+++ Supplied records +++

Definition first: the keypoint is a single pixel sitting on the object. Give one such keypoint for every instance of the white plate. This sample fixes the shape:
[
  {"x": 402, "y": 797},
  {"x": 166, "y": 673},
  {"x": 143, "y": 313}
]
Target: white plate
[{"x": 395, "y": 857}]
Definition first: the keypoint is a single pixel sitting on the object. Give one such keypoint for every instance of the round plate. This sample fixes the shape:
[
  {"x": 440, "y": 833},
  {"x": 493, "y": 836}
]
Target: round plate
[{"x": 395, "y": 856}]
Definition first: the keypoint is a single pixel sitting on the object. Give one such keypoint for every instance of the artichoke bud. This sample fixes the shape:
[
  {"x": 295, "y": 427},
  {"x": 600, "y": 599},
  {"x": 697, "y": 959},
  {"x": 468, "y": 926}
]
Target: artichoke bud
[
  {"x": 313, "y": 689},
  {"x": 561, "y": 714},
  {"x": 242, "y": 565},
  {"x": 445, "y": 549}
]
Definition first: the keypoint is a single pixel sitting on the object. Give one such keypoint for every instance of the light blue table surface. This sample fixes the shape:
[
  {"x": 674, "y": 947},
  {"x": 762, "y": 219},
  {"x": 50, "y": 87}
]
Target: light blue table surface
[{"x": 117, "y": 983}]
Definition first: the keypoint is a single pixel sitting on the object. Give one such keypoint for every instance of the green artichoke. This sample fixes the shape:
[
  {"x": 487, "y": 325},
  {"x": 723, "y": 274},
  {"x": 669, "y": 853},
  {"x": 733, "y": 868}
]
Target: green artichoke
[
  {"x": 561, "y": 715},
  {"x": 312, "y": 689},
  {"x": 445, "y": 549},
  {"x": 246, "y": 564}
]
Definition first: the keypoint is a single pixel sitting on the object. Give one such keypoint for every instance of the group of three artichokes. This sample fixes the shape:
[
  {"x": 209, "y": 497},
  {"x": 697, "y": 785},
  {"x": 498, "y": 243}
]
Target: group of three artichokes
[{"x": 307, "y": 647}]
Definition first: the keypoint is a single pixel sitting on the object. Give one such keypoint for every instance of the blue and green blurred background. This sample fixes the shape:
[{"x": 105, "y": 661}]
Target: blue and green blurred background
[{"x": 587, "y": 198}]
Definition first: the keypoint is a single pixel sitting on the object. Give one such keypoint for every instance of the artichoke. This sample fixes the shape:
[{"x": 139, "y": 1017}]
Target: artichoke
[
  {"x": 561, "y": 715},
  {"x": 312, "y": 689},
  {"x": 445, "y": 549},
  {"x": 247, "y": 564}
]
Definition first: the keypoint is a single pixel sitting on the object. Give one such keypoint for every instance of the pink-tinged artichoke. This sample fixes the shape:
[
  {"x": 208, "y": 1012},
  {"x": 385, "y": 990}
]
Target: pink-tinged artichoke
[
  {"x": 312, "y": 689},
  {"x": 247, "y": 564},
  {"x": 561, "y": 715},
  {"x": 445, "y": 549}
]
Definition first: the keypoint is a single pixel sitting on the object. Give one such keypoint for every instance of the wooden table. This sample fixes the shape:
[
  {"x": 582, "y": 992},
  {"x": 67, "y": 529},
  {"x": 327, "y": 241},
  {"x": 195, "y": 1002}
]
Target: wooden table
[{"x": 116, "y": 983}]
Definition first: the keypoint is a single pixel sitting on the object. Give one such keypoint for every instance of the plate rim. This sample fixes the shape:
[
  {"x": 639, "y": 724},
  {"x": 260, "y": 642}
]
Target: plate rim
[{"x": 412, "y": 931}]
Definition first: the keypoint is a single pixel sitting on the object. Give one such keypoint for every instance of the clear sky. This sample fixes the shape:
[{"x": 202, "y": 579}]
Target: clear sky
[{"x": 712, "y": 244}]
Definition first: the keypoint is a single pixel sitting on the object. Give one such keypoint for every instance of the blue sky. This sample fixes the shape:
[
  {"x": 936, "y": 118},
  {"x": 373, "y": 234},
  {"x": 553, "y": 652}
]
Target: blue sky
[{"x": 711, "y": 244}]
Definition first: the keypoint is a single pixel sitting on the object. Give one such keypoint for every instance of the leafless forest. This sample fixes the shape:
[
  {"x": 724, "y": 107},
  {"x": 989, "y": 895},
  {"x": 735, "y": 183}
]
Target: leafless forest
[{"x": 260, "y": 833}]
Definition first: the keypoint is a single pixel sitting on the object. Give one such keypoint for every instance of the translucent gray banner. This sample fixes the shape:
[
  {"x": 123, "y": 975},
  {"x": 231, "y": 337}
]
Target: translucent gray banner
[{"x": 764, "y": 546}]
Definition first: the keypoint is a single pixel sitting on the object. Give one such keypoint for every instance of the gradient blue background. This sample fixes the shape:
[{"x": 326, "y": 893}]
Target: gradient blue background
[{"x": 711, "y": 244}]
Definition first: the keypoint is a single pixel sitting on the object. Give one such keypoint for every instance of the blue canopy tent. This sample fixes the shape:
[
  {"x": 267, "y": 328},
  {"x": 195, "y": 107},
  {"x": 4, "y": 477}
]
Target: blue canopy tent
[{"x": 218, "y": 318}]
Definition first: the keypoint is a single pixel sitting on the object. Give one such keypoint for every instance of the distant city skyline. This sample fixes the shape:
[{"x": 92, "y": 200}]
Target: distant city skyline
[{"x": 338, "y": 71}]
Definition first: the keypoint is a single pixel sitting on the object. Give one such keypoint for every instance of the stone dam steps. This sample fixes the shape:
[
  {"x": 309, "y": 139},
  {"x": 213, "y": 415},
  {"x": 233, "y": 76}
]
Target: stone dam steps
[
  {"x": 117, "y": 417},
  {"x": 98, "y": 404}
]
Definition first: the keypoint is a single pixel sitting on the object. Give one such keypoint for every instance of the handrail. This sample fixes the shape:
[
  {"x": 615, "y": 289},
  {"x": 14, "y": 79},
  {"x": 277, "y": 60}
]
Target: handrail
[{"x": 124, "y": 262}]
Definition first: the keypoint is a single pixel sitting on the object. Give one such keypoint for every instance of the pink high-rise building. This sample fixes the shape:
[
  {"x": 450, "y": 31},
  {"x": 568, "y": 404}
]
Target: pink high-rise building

+++

= Aim =
Render every line of the rows above as a Markdown table with two columns, "Number" and "Content": "Number" holds a running line count and "Content" holds the line itself. Leave out blank lines.

= Response to the task =
| Number | Content |
|---|---|
| 1 | Definition first: the keypoint is a single pixel sitting on the object. Give one such keypoint for every instance of the white plate. This sample fixes the shape: |
| 2 | [ |
| 3 |   {"x": 402, "y": 797}, |
| 4 |   {"x": 166, "y": 673}, |
| 5 |   {"x": 143, "y": 313} |
| 6 | ] |
| 7 | Target: white plate |
| 8 | [{"x": 395, "y": 857}] |
| 9 | Definition first: the keypoint is a single pixel sitting on the object. Give one such keypoint for every instance of the round plate. This sample fixes the shape: |
| 10 | [ |
| 11 |   {"x": 440, "y": 833}, |
| 12 |   {"x": 493, "y": 836} |
| 13 | ] |
| 14 | Target: round plate |
| 15 | [{"x": 395, "y": 856}] |
| 16 | Definition first: the keypoint is a single pixel sitting on the object. Give one such keypoint for every instance of the artichoke bud. This sample fixes the shape: |
| 17 | [ |
| 18 |   {"x": 295, "y": 427}, |
| 19 |   {"x": 600, "y": 599}, |
| 20 |   {"x": 697, "y": 959}, |
| 21 |   {"x": 468, "y": 926} |
| 22 | ] |
| 23 | Target: artichoke bud |
| 24 | [ |
| 25 |   {"x": 313, "y": 689}, |
| 26 |   {"x": 561, "y": 714}, |
| 27 |   {"x": 242, "y": 565}, |
| 28 |   {"x": 445, "y": 549} |
| 29 | ] |
| 30 | Definition first: the keypoint is a single pixel sitting on the object. Give one such keypoint for every instance of the light blue table surface. This sample fixes the shape: |
| 31 | [ |
| 32 |   {"x": 674, "y": 947}, |
| 33 |   {"x": 762, "y": 219}, |
| 34 |   {"x": 50, "y": 87} |
| 35 | ] |
| 36 | Target: light blue table surface |
| 37 | [{"x": 117, "y": 983}] |
| 38 | Definition first: the keypoint is a single pixel sitting on the object. Give one such keypoint for every instance of the green artichoke. This sample fixes the shape: |
| 39 | [ |
| 40 |   {"x": 487, "y": 325}, |
| 41 |   {"x": 723, "y": 274}, |
| 42 |   {"x": 669, "y": 853}, |
| 43 |   {"x": 733, "y": 868} |
| 44 | ] |
| 45 | Target: green artichoke |
| 46 | [ |
| 47 |   {"x": 561, "y": 715}, |
| 48 |   {"x": 312, "y": 689}, |
| 49 |   {"x": 445, "y": 549}, |
| 50 |   {"x": 246, "y": 564} |
| 51 | ] |
| 52 | Definition first: the keypoint is a single pixel sitting on the object. Give one such keypoint for every instance of the group of three artichokes. This sample fixes the shape: |
| 53 | [ |
| 54 |   {"x": 209, "y": 497}, |
| 55 |   {"x": 697, "y": 785}, |
| 56 |   {"x": 498, "y": 243} |
| 57 | ] |
| 58 | Target: group of three artichokes |
| 59 | [{"x": 307, "y": 647}] |
| 60 | Definition first: the keypoint is a single pixel sitting on the object. Give one such keypoint for every instance of the blue and green blurred background. This sample fixes the shape: |
| 61 | [{"x": 105, "y": 661}] |
| 62 | Target: blue and green blurred background |
| 63 | [{"x": 587, "y": 198}] |
| 64 | Definition first: the keypoint is a single pixel sitting on the object. Give one such keypoint for every instance of the artichoke. This sample fixes the shape: |
| 65 | [{"x": 139, "y": 1017}] |
| 66 | Target: artichoke |
| 67 | [ |
| 68 |   {"x": 561, "y": 715}, |
| 69 |   {"x": 312, "y": 689}, |
| 70 |   {"x": 445, "y": 549}, |
| 71 |   {"x": 247, "y": 564} |
| 72 | ] |
| 73 | Definition first: the keypoint is a single pixel sitting on the object. Give one such keypoint for every instance of the pink-tinged artichoke. This sample fixes the shape: |
| 74 | [ |
| 75 |   {"x": 208, "y": 1012}, |
| 76 |   {"x": 385, "y": 990} |
| 77 | ] |
| 78 | Target: pink-tinged artichoke |
| 79 | [ |
| 80 |   {"x": 312, "y": 689}, |
| 81 |   {"x": 247, "y": 564}, |
| 82 |   {"x": 561, "y": 715}, |
| 83 |   {"x": 445, "y": 549} |
| 84 | ] |
| 85 | Definition first: the keypoint is a single pixel sitting on the object. Give one such keypoint for every instance of the wooden table. This sample fixes the shape: |
| 86 | [ |
| 87 |   {"x": 582, "y": 992}, |
| 88 |   {"x": 67, "y": 529}, |
| 89 |   {"x": 327, "y": 241}, |
| 90 |   {"x": 195, "y": 1002} |
| 91 | ] |
| 92 | Target: wooden table |
| 93 | [{"x": 116, "y": 983}] |
| 94 | Definition first: the keypoint is a single pixel sitting on the object. Give one such keypoint for every instance of the plate rim. This sample fixes the shape: |
| 95 | [ |
| 96 |   {"x": 639, "y": 724}, |
| 97 |   {"x": 260, "y": 642} |
| 98 | ] |
| 99 | Target: plate rim |
| 100 | [{"x": 412, "y": 931}] |
| 101 | Definition first: the keypoint is a single pixel sitting on the object. Give one such keypoint for every instance of the clear sky. This sample fixes the shape: |
| 102 | [{"x": 202, "y": 579}] |
| 103 | Target: clear sky |
| 104 | [{"x": 712, "y": 244}] |
| 105 | Definition first: the keypoint is a single pixel sitting on the object. Give one such keypoint for every instance of the blue sky. This sample fixes the shape: |
| 106 | [ |
| 107 |   {"x": 936, "y": 118}, |
| 108 |   {"x": 373, "y": 234}, |
| 109 |   {"x": 553, "y": 652} |
| 110 | ] |
| 111 | Target: blue sky |
| 112 | [{"x": 711, "y": 244}] |
| 113 | Definition first: the keypoint is a single pixel sitting on the object. Give one such keypoint for every instance of the leafless forest. This sample fixes the shape: |
| 114 | [ |
| 115 |   {"x": 724, "y": 107}, |
| 116 |   {"x": 989, "y": 895}, |
| 117 |   {"x": 735, "y": 183} |
| 118 | ] |
| 119 | Target: leafless forest |
| 120 | [{"x": 260, "y": 833}] |
| 121 | Definition first: the keypoint is a single pixel sitting on the object. Give one such keypoint for every instance of the translucent gray banner. This sample fixes the shape: |
| 122 | [ |
| 123 |   {"x": 123, "y": 975}, |
| 124 |   {"x": 231, "y": 337} |
| 125 | ] |
| 126 | Target: translucent gray banner |
| 127 | [{"x": 764, "y": 546}] |
| 128 | Definition first: the keypoint is a single pixel sitting on the object. Give one such keypoint for every instance of the gradient blue background. This sample fixes the shape: |
| 129 | [{"x": 326, "y": 893}] |
| 130 | Target: gradient blue background |
| 131 | [{"x": 711, "y": 244}] |
| 132 | Definition first: the keypoint is a single pixel sitting on the object. Give one such keypoint for every instance of the blue canopy tent. This sample fixes the shape: |
| 133 | [ |
| 134 |   {"x": 267, "y": 328}, |
| 135 |   {"x": 195, "y": 107}, |
| 136 |   {"x": 4, "y": 477} |
| 137 | ] |
| 138 | Target: blue canopy tent |
| 139 | [{"x": 218, "y": 318}] |
| 140 | Definition first: the keypoint is a single pixel sitting on the object. Give one such keypoint for every instance of the distant city skyline. This sample fixes the shape: |
| 141 | [{"x": 92, "y": 200}] |
| 142 | Target: distant city skyline |
| 143 | [{"x": 338, "y": 71}] |
| 144 | Definition first: the keypoint is a single pixel sitting on the object. Give one such keypoint for every instance of the stone dam steps. This sample fixes the shape: |
| 145 | [ |
| 146 |   {"x": 309, "y": 139}, |
| 147 |   {"x": 213, "y": 415}, |
| 148 |   {"x": 233, "y": 76} |
| 149 | ] |
| 150 | Target: stone dam steps |
| 151 | [ |
| 152 |   {"x": 117, "y": 417}, |
| 153 |   {"x": 98, "y": 404} |
| 154 | ] |
| 155 | Definition first: the keypoint is a single pixel sitting on the object. Give one such keypoint for every instance of the handrail. This sample fixes the shape: |
| 156 | [ |
| 157 |   {"x": 615, "y": 289}, |
| 158 |   {"x": 14, "y": 79}, |
| 159 |   {"x": 277, "y": 60} |
| 160 | ] |
| 161 | Target: handrail |
| 162 | [{"x": 124, "y": 262}] |
| 163 | Definition first: the keypoint is a single pixel sitting on the object. Give one such keypoint for every instance of the pink high-rise building. This sample fixes the shape: |
| 164 | [ |
| 165 |   {"x": 450, "y": 31}, |
| 166 |   {"x": 568, "y": 404} |
| 167 | ] |
| 168 | Target: pink high-rise building |